■ WHAT YOU NEED TO DO ■
In the blog post, swap "J. Erik Jonsson Central Library" for "Dallas Public Library" and give the passage again, starting at "On Saturday, May" and ending at "Fair & Literary Festival.".

■ QUOTED PASSAGE ■
## Begin

I'll be reading Growing Up with Tamales for story time at Blue Willow Bookshop, in Houston, on Thursday morning, May 15. Tell everyone you know with kids in the Houston area. How do you find and support local indie book stores like Blue Willow? By going to Booksense.
On Saturday, May 17, I'll be in Dallas, reading and signing at the J. Erik Jonsson Central Library, for the 13th Dallas Children’s Book Fair & Literary Festival.
On June 22, here in Houston, I'm going to do a poetry workshop. It's free and open to the public, y'all, and they're having one every Sunday in June, taught by local poets I love and respect. So come on down.
Friday, May 18, 2007
Ghost IssuesI.
Every year of my life, I try to work on my issues and improve myself as much as possible. This year, I'm working on two main things: Eradicating all passive-aggresiveness from my life (not practicing it, not tolerating it from others), and the ghost-issue of control.
I say ghost issue because it's not something that ever really happens, just something I irrationally fear. Like, for instance, here's a fictional example, okay? Let's say I'm fat, and I want to lose weight, because I want to wear nicer clothes for cheap, all right? And let's say that I'm reasonably intelligent and experienced in these matters, so I know how to lose weight. I've done it before.
But, at the same time, I'm afraid. Maybe every time I try to indulge in a fantasy about weight loss, my mind derails and takes me back to a time when I was thin, and someone hated me for it. Very vividly, instead of being able to think of a dress on clearance at Target, my mind calls up a woman who went to my church twenty years ago, who said to me, in front of the priest and everyone, "But I guess with that cute little figure of yours, you don't have to be smart."

## End

■ RECORDS SHOWN ■
## Begin

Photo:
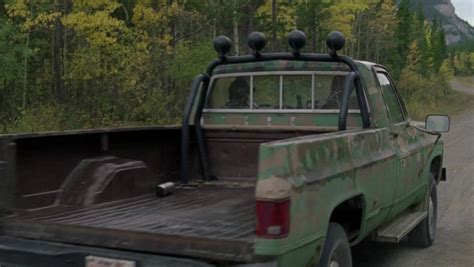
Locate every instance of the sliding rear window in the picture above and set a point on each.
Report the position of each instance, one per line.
(304, 92)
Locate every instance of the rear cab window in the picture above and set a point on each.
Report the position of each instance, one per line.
(394, 108)
(281, 91)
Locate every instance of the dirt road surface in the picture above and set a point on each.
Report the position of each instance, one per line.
(454, 243)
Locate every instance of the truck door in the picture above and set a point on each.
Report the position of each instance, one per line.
(405, 143)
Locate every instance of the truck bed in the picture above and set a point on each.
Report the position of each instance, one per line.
(212, 220)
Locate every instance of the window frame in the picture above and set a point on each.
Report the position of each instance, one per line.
(401, 104)
(281, 74)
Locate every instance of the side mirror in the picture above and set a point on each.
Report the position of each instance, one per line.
(437, 123)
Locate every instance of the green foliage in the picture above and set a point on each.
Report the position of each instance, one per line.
(107, 63)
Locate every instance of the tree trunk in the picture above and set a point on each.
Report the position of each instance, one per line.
(25, 71)
(235, 24)
(274, 31)
(57, 63)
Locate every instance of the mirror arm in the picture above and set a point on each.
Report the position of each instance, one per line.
(425, 130)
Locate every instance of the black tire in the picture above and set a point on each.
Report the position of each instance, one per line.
(336, 248)
(424, 233)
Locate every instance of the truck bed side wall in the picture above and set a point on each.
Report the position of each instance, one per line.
(322, 172)
(41, 163)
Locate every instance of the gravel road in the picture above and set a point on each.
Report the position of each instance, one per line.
(454, 243)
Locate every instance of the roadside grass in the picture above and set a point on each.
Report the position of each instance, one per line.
(467, 81)
(451, 104)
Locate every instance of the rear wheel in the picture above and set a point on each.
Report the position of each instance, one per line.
(336, 251)
(424, 233)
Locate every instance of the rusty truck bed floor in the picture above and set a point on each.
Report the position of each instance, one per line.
(198, 217)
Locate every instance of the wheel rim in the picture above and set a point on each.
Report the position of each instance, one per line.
(431, 218)
(334, 263)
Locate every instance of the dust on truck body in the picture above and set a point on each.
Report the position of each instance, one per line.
(283, 159)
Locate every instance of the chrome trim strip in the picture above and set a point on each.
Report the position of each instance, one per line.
(302, 111)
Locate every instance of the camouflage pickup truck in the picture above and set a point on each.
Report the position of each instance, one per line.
(283, 159)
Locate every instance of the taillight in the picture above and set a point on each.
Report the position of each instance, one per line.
(273, 218)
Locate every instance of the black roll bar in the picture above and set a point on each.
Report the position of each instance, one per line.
(200, 79)
(352, 79)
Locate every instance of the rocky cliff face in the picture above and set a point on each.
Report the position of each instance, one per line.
(456, 29)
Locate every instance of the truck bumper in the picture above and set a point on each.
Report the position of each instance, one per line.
(25, 252)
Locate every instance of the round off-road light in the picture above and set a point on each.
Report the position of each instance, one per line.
(222, 45)
(335, 41)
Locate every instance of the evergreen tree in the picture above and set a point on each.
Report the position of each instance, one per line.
(403, 34)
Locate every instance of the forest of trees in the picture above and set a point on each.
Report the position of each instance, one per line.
(71, 64)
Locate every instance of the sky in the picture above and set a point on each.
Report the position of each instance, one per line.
(465, 10)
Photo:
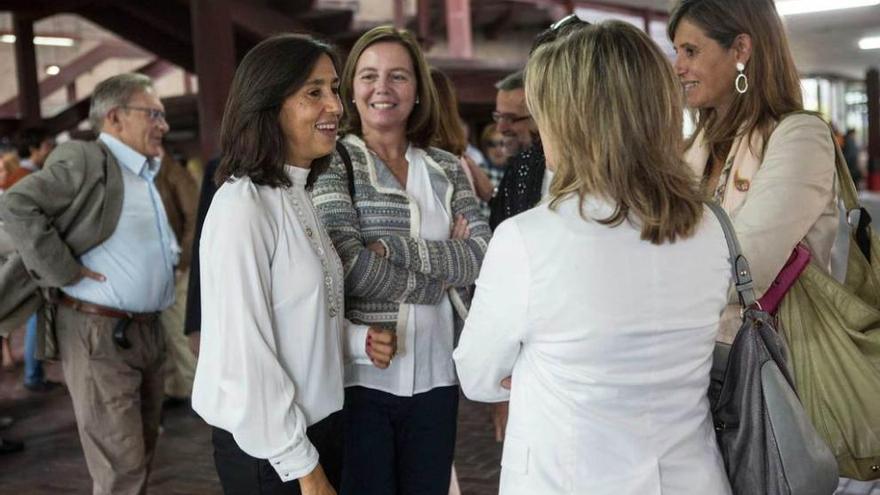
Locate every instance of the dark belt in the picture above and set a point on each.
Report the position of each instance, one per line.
(124, 317)
(94, 309)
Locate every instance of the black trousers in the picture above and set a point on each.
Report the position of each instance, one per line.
(241, 474)
(399, 445)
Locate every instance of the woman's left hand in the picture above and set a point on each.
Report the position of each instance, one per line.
(381, 346)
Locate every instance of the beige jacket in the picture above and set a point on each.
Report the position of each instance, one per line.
(787, 197)
(52, 216)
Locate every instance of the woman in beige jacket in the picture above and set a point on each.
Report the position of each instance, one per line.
(773, 172)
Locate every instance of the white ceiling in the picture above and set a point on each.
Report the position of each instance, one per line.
(822, 43)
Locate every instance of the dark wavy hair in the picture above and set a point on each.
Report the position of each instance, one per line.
(252, 142)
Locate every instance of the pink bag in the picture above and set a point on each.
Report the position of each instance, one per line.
(792, 269)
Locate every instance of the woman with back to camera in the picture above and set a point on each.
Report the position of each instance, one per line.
(773, 174)
(269, 375)
(608, 321)
(412, 240)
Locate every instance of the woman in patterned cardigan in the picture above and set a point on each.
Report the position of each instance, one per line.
(411, 240)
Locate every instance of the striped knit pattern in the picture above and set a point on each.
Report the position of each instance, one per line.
(415, 271)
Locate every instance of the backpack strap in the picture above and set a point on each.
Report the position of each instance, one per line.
(349, 169)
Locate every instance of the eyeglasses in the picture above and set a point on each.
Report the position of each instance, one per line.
(567, 21)
(153, 114)
(508, 118)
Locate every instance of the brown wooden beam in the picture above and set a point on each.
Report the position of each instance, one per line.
(26, 70)
(260, 21)
(872, 90)
(75, 68)
(120, 22)
(214, 48)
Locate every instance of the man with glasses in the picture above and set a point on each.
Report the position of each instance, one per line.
(89, 229)
(520, 189)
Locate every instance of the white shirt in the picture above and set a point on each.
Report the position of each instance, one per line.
(271, 359)
(545, 183)
(424, 350)
(609, 341)
(138, 258)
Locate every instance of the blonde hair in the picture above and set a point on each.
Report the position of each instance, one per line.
(774, 84)
(609, 106)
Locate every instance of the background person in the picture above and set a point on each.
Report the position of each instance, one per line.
(92, 225)
(269, 376)
(452, 137)
(774, 176)
(411, 239)
(608, 397)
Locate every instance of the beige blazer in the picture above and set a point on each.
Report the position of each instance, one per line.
(53, 216)
(776, 201)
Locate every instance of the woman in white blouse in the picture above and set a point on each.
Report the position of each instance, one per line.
(412, 239)
(269, 375)
(603, 303)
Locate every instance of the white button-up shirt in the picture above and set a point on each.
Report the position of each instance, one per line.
(271, 358)
(138, 258)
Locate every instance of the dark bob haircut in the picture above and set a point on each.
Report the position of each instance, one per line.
(252, 143)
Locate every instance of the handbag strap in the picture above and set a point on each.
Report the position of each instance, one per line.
(349, 170)
(848, 193)
(738, 262)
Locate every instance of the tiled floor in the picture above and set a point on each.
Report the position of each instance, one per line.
(52, 461)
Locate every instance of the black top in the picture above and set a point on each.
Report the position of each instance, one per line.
(520, 189)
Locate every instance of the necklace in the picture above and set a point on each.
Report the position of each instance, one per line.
(334, 292)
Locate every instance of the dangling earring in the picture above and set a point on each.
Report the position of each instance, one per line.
(742, 82)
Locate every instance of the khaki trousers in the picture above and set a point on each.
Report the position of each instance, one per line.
(117, 396)
(180, 364)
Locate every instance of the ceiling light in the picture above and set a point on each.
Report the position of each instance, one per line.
(44, 40)
(869, 43)
(793, 7)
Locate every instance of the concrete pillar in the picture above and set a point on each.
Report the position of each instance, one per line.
(214, 49)
(458, 28)
(26, 69)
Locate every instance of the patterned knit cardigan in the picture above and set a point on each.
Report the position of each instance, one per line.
(414, 271)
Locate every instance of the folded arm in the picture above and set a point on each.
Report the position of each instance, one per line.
(495, 328)
(787, 196)
(367, 275)
(455, 261)
(29, 209)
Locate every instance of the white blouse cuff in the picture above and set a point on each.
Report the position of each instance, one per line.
(295, 462)
(356, 343)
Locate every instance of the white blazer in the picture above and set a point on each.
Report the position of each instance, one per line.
(609, 341)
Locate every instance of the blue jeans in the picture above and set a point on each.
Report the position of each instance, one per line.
(399, 445)
(33, 367)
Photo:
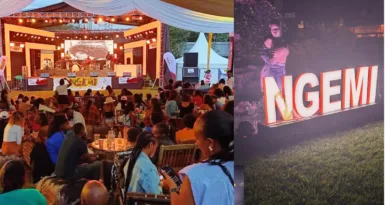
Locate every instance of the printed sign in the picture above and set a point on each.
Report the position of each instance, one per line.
(37, 81)
(85, 83)
(127, 80)
(357, 89)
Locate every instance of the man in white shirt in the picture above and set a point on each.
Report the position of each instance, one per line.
(230, 81)
(74, 117)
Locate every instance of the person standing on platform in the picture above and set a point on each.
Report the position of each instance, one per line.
(62, 91)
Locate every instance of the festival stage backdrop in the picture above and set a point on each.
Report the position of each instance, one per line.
(85, 83)
(95, 49)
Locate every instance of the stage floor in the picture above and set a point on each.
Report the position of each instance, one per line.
(45, 94)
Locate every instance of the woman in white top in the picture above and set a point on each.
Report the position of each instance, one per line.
(13, 134)
(211, 181)
(62, 91)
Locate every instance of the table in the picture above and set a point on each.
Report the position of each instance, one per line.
(121, 145)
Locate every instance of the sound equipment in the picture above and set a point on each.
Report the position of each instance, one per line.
(191, 74)
(44, 75)
(71, 75)
(190, 60)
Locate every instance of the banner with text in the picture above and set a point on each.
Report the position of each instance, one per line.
(37, 81)
(85, 83)
(127, 80)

## End

■ TASK RESPONSE ■
On Saturday, May 17, I'll be in Dallas, reading and signing at the Dallas Public Library, for the 13th Dallas Children’s Book Fair & Literary Festival.